**EXERCISE OBJECTIVE**. Count the lines in the items below that contain the string "green", and reply with that number alone.

**SUPPLIED MATERIAL**.

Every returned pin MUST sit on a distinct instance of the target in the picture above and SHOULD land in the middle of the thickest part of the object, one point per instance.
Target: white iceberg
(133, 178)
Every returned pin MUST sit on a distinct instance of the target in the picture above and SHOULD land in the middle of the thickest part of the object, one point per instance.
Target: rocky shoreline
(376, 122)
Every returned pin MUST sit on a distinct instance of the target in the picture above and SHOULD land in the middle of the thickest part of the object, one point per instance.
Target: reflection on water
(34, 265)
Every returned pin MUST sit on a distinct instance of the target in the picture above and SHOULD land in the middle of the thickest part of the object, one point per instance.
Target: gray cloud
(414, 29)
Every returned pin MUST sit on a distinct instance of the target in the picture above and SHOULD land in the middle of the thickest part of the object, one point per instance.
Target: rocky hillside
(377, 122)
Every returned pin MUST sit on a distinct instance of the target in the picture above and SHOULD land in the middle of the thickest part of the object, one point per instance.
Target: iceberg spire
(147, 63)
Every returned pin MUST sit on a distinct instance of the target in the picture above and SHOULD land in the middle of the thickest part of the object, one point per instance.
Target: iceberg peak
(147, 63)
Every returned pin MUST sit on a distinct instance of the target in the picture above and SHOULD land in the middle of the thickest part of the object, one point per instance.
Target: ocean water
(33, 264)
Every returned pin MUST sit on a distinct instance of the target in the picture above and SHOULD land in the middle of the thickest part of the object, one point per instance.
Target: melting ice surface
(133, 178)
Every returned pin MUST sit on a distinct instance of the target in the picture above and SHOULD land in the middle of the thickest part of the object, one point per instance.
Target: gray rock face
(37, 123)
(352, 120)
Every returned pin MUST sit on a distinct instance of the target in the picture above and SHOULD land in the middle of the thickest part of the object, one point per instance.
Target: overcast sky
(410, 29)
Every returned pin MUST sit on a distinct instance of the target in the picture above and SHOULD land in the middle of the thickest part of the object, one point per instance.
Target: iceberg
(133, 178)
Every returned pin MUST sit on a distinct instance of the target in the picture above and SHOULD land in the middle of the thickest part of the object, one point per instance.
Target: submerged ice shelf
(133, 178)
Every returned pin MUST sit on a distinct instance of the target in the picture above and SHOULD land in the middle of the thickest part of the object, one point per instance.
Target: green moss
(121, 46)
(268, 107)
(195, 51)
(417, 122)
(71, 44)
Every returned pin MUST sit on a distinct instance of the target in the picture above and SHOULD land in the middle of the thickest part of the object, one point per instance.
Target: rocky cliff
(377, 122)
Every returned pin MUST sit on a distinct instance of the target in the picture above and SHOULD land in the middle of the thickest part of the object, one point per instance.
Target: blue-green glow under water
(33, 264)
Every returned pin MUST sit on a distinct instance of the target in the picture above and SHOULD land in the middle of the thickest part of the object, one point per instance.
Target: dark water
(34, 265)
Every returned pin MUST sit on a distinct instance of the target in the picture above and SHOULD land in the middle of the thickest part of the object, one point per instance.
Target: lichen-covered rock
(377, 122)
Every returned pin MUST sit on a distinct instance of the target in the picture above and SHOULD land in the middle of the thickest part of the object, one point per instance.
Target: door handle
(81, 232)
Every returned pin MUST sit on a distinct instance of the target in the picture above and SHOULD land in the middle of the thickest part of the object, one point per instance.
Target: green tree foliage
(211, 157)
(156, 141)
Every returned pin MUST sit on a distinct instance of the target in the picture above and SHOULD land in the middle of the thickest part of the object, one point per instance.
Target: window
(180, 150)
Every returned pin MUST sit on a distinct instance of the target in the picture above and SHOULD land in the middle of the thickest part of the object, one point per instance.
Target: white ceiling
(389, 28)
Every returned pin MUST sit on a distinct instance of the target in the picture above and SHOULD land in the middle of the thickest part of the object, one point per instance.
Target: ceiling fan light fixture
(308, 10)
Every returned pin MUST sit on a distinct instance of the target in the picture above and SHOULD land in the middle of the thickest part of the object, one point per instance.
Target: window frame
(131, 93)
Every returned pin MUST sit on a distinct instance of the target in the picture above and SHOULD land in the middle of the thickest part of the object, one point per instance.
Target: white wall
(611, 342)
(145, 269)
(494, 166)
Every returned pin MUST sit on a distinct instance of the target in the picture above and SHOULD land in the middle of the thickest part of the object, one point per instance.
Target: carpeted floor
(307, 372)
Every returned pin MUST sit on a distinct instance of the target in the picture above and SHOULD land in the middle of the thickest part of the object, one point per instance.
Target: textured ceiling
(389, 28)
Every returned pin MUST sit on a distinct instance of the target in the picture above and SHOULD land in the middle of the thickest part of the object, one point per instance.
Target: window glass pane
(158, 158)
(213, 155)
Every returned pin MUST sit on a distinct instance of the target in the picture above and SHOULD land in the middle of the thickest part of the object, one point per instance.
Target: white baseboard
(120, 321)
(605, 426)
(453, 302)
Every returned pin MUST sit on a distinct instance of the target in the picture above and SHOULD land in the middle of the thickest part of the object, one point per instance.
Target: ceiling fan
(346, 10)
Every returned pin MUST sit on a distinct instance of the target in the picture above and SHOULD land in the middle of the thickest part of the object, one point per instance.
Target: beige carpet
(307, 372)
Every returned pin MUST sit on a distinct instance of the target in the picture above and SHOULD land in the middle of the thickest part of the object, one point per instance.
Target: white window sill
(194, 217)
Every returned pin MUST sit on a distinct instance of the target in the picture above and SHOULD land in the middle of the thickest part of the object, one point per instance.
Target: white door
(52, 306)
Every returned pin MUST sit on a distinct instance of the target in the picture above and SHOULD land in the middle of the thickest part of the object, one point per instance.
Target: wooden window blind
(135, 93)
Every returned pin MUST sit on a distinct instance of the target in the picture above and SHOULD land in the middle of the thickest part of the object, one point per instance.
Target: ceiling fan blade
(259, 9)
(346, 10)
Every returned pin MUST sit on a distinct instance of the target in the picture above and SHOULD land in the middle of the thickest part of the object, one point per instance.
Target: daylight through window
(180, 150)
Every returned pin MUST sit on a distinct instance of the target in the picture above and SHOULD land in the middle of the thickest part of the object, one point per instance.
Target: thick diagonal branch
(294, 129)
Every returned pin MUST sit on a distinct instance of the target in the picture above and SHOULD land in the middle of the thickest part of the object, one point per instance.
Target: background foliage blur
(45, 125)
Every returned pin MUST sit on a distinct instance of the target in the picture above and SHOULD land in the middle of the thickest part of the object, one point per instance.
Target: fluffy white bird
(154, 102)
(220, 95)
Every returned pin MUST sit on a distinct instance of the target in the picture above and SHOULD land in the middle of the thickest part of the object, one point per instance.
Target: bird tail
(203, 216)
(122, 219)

**OUTPUT OF THE EXERCISE**. 3